EXERCISE DETAILS:
Take the material below and restate it word for word, stopping after the line in which "Target: white sleeve stripe" occurs.

SOURCE RECORDS:
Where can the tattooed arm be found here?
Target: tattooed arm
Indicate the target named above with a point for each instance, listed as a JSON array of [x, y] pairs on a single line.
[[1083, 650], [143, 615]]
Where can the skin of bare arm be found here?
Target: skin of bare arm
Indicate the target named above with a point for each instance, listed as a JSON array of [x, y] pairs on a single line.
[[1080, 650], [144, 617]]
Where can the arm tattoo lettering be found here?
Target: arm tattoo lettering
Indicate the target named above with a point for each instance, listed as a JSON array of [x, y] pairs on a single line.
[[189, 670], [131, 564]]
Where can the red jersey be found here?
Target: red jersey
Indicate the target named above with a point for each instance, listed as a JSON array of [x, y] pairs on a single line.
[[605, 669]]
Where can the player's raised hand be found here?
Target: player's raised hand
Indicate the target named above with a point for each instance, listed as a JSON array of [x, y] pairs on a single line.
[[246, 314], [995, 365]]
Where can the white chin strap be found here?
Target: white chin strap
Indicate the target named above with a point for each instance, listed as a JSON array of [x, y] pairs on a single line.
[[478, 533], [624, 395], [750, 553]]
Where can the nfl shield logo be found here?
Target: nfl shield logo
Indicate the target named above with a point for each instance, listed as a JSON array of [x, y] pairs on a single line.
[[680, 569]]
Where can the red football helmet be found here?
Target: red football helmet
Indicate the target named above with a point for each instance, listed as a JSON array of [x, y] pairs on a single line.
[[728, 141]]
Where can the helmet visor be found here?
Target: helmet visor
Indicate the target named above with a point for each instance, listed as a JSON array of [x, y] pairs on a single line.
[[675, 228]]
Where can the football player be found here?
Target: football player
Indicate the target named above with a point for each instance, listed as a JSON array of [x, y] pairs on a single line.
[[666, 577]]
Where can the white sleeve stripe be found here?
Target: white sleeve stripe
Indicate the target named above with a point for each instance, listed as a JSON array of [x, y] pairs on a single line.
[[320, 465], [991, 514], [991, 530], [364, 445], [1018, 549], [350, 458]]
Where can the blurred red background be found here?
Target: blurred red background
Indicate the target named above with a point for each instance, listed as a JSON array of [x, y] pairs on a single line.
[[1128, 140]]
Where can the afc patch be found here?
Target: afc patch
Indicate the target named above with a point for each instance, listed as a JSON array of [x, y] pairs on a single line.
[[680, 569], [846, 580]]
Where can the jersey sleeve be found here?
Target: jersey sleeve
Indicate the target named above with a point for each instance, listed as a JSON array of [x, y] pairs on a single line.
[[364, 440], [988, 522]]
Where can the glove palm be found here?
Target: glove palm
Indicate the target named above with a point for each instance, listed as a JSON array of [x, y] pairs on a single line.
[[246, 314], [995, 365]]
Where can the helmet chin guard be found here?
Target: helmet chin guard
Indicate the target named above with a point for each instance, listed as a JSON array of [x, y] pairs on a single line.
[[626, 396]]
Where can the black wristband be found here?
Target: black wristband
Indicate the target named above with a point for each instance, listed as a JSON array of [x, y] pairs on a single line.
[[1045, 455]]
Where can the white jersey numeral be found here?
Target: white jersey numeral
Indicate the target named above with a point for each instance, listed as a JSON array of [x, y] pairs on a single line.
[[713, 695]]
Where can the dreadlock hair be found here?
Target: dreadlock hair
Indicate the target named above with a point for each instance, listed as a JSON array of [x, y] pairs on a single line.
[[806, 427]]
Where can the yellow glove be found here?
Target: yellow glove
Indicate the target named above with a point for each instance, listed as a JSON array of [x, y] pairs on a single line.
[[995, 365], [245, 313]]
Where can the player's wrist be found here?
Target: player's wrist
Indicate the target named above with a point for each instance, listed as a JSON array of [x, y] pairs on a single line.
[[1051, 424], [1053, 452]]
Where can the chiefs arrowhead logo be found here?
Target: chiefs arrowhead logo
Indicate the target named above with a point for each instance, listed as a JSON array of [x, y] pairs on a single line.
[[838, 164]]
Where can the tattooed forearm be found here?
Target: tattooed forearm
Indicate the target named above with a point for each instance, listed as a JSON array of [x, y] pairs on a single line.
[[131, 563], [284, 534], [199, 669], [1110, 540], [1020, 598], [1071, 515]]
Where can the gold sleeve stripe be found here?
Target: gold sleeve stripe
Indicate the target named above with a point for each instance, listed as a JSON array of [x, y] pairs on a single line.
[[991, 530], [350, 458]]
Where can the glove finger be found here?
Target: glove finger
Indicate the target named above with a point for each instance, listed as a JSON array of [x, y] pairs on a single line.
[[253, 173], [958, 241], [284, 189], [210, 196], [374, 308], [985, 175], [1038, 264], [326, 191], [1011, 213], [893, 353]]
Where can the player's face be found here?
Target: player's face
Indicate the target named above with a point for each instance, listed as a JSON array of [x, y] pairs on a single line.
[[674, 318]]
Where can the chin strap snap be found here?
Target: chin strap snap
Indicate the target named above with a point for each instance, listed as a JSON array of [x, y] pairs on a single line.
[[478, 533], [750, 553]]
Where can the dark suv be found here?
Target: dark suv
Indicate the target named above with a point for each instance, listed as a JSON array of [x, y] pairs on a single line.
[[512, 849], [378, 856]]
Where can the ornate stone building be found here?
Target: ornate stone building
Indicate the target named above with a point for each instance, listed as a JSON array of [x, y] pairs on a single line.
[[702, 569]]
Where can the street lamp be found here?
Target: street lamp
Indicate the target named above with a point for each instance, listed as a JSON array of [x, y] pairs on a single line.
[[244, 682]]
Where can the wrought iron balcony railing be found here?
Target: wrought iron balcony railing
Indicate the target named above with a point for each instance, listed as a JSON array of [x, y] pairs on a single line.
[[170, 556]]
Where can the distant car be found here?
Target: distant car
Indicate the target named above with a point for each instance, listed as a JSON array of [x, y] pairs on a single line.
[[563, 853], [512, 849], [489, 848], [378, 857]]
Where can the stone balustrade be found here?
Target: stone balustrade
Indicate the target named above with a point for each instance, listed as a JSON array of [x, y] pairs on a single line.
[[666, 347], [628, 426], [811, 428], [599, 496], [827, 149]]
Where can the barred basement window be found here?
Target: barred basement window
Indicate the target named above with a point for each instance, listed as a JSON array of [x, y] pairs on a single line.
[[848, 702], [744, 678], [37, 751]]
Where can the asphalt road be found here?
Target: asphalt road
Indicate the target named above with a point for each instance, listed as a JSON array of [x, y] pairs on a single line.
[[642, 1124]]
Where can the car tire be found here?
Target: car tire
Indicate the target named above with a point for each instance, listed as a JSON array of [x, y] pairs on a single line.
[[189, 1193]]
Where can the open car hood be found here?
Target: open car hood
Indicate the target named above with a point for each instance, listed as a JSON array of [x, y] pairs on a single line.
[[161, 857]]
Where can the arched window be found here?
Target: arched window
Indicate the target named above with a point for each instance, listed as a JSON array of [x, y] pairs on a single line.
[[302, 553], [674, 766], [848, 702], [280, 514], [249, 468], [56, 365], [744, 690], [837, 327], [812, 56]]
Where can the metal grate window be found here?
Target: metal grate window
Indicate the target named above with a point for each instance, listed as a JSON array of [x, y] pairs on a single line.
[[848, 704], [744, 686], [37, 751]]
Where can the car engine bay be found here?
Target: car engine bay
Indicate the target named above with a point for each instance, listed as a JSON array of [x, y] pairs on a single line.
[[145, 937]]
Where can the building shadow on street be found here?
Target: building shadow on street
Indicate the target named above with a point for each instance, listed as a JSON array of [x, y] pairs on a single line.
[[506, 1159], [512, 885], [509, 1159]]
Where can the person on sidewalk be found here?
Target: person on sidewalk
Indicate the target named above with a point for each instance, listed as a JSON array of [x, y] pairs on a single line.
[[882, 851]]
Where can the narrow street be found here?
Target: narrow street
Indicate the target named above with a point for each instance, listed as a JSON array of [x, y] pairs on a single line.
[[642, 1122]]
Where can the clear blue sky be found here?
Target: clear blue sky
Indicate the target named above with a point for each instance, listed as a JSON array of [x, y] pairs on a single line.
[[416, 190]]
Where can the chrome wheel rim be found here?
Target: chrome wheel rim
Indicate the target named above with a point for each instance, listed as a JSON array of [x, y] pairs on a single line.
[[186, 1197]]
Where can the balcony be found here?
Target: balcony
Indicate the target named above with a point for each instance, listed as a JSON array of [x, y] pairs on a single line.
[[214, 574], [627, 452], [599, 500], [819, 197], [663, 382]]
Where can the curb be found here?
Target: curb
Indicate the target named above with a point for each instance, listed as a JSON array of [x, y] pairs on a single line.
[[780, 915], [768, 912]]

RESULT OF THE EXERCISE:
Where can the tattooed arm be found here?
Target: tattooed arm
Indicate the target named above with a point for each instance, listed as a JSON array of [x, y] pairs on a single line.
[[1083, 650], [143, 615]]
Where can the skin of bare arm be found here?
Target: skin of bare arm
Indicate the target named above with a point for each instance, listed as a JSON array of [x, y] pairs on a single line.
[[1080, 650], [144, 617]]
Where can the arm tattoo lettering be found here?
Target: arm tattoo lettering
Indicate the target named above with a point for each instance, listed as a JSON array of [x, y] pairs on a single line.
[[189, 670], [131, 564]]
Where can the red jersey be found here?
Target: red jersey
Indicate the target named above with a point for each instance, listed as a JSON array of [x, y] pairs on a single line.
[[605, 669]]
Where can the player's raised hand be found here?
Target: player's raised hand
Indicate the target named above with a point for each instance, listed as a JSON array of [x, y] pairs on a single line.
[[246, 314], [995, 365]]
Where can the white chin strap be found here?
Target: white chin strap
Indicate the target named above with a point for each instance, listed as a JSON array of [x, y] pairs on a single line.
[[478, 533], [624, 395], [750, 553]]
Where can the nfl shield logo be found here?
Target: nfl shield logo
Indicate the target named above with a point for each instance, listed as a JSON array of [x, y] pairs on a single line.
[[680, 569]]
Where can the red football helmet be found here?
Target: red football helmet
Indicate the target named above with a point for each instance, listed as a JSON array of [x, y] pairs on a single line.
[[728, 141]]
Where can the helmet visor be found here?
Target: helmet visor
Indicate the target named above with a point for each instance, listed as a JSON array of [x, y] pairs on a single line.
[[675, 228]]
Where can the football player be found here?
Target: football player
Indicate the target named above with a point for each instance, listed as a JSON array of [x, y] pairs on a single line.
[[666, 577]]
Where can the white sleeve stripe be found here?
Target: white sleeve stripe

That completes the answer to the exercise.